>> begin Listing
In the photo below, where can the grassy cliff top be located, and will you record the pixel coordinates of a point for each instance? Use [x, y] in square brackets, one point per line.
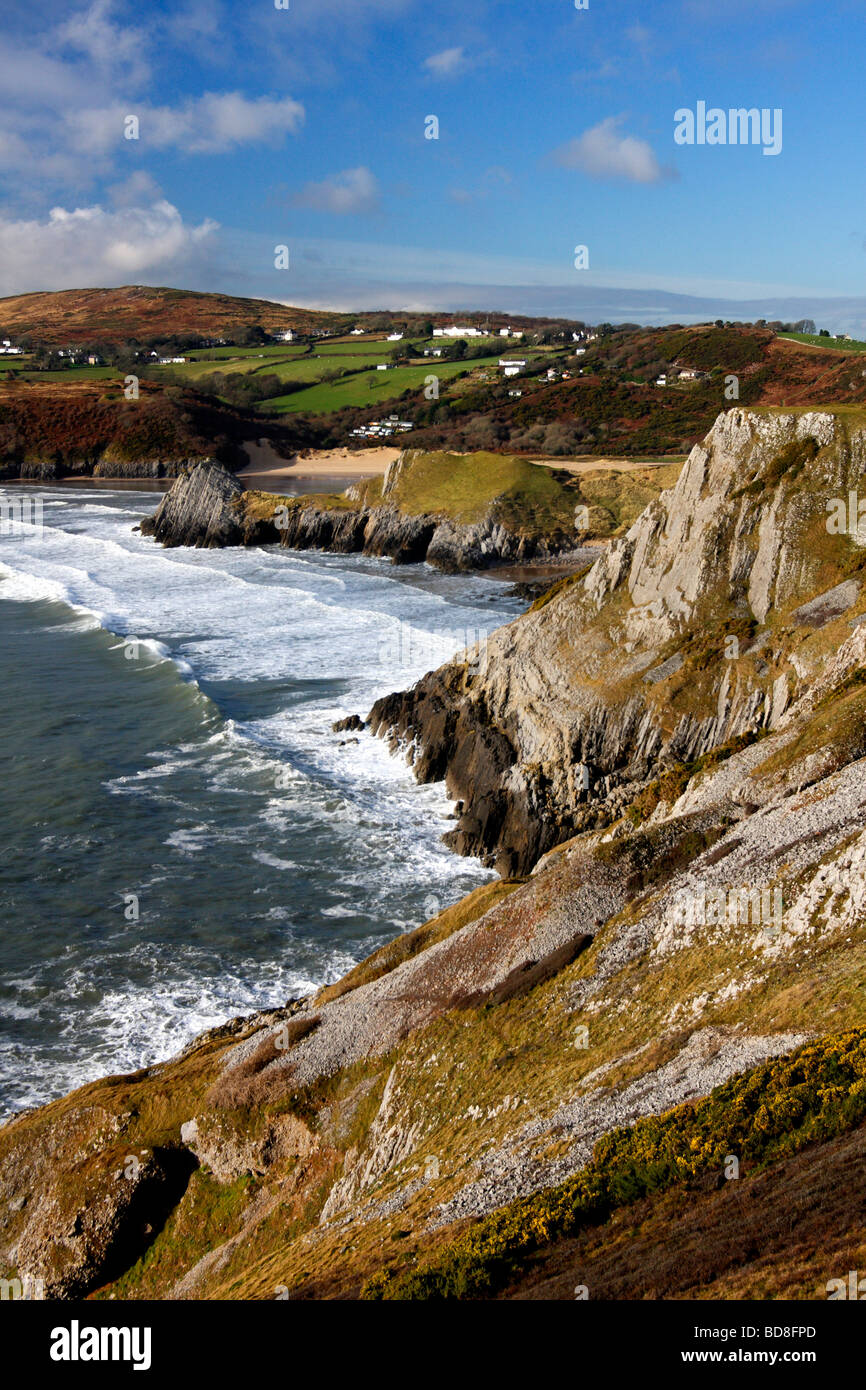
[524, 496]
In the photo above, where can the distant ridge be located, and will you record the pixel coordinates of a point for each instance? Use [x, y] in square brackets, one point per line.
[68, 316]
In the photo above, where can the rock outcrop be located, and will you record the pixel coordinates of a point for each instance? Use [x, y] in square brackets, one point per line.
[200, 509]
[687, 633]
[206, 506]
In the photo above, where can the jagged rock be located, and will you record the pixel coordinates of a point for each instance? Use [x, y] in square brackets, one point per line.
[96, 1218]
[228, 1148]
[574, 705]
[200, 509]
[352, 722]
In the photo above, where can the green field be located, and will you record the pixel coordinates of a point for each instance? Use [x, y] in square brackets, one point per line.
[816, 341]
[367, 388]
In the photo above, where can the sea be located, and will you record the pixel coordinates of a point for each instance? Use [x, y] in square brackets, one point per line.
[184, 838]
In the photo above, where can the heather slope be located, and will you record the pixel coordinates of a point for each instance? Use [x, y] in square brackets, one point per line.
[552, 1076]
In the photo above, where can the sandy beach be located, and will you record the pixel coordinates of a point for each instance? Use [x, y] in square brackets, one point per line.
[267, 466]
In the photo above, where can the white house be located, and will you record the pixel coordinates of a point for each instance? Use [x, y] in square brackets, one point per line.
[456, 331]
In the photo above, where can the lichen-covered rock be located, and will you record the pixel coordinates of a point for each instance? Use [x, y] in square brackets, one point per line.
[652, 659]
[200, 509]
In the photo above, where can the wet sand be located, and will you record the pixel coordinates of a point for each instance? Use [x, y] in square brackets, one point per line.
[267, 467]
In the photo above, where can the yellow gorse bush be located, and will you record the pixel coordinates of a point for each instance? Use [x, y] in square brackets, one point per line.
[772, 1111]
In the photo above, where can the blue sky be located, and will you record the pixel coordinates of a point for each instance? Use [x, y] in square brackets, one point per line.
[305, 127]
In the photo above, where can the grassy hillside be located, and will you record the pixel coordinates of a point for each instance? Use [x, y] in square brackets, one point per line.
[85, 426]
[141, 312]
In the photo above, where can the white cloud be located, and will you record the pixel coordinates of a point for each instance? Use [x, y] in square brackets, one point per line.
[89, 246]
[104, 43]
[209, 124]
[603, 153]
[446, 64]
[350, 192]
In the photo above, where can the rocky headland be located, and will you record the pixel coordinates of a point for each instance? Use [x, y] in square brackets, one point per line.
[456, 513]
[542, 1084]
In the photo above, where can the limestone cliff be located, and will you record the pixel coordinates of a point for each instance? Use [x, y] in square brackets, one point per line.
[578, 1051]
[458, 513]
[690, 631]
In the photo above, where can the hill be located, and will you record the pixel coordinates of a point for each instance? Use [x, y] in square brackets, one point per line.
[638, 1062]
[86, 427]
[143, 313]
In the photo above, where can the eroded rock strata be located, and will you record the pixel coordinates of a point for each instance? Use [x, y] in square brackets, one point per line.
[688, 634]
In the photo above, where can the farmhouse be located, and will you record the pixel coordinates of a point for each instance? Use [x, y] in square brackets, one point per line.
[456, 331]
[512, 366]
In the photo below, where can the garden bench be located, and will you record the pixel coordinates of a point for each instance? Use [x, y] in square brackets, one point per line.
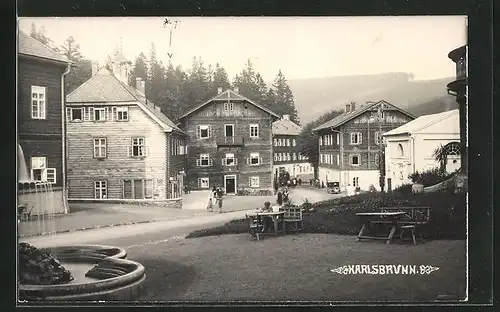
[293, 216]
[254, 227]
[413, 220]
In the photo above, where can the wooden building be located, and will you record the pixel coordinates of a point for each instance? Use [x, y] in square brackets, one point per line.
[40, 117]
[350, 144]
[230, 144]
[120, 145]
[287, 155]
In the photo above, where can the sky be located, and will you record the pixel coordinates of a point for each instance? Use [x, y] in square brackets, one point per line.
[301, 47]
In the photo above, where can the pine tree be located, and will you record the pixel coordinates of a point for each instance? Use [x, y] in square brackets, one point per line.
[285, 103]
[140, 69]
[82, 69]
[219, 79]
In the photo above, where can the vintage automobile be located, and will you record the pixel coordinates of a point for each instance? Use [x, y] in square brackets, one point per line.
[333, 187]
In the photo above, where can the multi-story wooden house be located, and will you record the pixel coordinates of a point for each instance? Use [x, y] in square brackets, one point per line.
[230, 144]
[40, 117]
[287, 155]
[120, 145]
[350, 144]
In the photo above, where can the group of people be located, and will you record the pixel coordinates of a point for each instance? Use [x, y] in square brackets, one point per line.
[215, 199]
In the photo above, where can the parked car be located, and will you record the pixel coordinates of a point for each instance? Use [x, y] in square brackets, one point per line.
[333, 188]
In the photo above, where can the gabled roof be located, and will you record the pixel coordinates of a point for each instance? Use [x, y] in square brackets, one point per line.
[32, 47]
[345, 117]
[229, 95]
[286, 127]
[104, 87]
[422, 122]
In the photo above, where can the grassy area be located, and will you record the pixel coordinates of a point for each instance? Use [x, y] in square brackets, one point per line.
[338, 215]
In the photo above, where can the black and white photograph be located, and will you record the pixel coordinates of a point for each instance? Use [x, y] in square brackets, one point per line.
[242, 159]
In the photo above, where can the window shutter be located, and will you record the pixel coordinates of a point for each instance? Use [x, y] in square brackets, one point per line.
[68, 114]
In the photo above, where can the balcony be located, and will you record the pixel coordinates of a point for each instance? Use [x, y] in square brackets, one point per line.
[230, 141]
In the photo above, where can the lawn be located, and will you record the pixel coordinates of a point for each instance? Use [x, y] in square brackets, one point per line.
[296, 267]
[337, 216]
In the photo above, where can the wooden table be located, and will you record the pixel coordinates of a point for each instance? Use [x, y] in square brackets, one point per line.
[367, 217]
[275, 216]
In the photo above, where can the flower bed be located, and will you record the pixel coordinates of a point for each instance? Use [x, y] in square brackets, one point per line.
[338, 215]
[39, 268]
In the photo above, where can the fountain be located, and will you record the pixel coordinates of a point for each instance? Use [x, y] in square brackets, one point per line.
[83, 272]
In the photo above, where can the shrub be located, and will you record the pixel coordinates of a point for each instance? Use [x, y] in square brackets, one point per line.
[39, 268]
[429, 177]
[404, 189]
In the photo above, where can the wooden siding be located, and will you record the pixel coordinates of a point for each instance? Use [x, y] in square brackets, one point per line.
[51, 149]
[117, 166]
[214, 115]
[43, 74]
[367, 150]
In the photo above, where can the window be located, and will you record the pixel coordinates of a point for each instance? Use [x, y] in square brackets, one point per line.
[203, 131]
[228, 106]
[120, 113]
[40, 172]
[138, 147]
[355, 138]
[101, 189]
[75, 114]
[254, 131]
[254, 159]
[203, 183]
[355, 161]
[38, 102]
[229, 130]
[401, 151]
[100, 148]
[254, 182]
[229, 160]
[204, 161]
[100, 114]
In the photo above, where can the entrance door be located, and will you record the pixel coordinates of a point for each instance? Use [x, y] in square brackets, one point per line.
[229, 130]
[138, 189]
[230, 184]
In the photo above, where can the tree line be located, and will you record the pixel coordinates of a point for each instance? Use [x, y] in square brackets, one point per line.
[176, 90]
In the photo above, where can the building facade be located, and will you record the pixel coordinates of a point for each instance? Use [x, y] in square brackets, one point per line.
[40, 117]
[410, 148]
[350, 144]
[120, 145]
[230, 145]
[286, 154]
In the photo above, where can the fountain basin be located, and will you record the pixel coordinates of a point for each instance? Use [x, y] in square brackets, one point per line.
[112, 277]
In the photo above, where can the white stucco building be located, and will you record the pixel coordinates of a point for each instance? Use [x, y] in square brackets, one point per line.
[410, 148]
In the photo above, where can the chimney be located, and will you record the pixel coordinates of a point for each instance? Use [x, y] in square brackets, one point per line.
[140, 85]
[95, 66]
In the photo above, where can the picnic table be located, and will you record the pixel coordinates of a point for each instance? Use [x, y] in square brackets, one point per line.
[391, 217]
[275, 216]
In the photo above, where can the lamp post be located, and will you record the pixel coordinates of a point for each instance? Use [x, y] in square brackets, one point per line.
[458, 88]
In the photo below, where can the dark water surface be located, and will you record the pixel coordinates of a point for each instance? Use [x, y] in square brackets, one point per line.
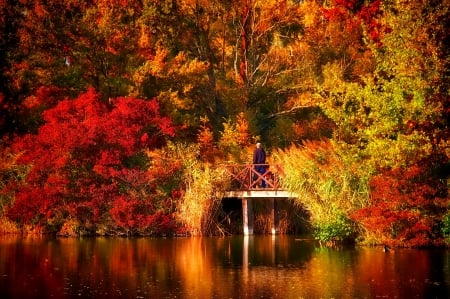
[231, 267]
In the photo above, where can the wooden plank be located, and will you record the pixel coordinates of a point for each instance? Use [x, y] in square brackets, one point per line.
[259, 193]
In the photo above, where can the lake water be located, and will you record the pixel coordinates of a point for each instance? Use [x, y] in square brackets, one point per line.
[230, 267]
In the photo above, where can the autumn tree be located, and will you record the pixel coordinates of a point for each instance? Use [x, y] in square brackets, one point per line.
[396, 118]
[88, 166]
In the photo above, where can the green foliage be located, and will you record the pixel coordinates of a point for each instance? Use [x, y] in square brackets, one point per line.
[328, 188]
[338, 229]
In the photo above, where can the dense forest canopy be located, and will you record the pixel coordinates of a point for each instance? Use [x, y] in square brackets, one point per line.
[114, 113]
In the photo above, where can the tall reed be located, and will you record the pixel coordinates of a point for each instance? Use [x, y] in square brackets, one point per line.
[204, 186]
[327, 187]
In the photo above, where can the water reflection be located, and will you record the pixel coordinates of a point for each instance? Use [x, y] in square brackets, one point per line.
[234, 267]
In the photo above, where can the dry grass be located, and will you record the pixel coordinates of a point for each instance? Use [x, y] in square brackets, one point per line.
[328, 187]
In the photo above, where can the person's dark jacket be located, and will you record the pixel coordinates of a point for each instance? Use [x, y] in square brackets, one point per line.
[259, 156]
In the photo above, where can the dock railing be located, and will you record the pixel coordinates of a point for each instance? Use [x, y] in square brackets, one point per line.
[246, 176]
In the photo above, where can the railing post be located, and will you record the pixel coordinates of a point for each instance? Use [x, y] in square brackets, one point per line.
[247, 216]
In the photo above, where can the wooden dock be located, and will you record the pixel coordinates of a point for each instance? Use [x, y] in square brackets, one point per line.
[246, 186]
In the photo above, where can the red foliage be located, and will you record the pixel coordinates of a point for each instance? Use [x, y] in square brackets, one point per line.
>> end Listing
Copy word for word every line from the one containing "In the photo above, where can the wooden dock" through the end of the items, including that first line and the last line of the items.

- Solution to the problem
In the photo above, where can the wooden dock be located, and will you record the pixel coordinates of a point for each instance? Use [x, y] in square brackets, one point per line.
[246, 186]
In the photo above, where can the red foliage be located, and will you record the pixel coordinates of a point for each instance? Use [x, y] in square brackets, one point per line.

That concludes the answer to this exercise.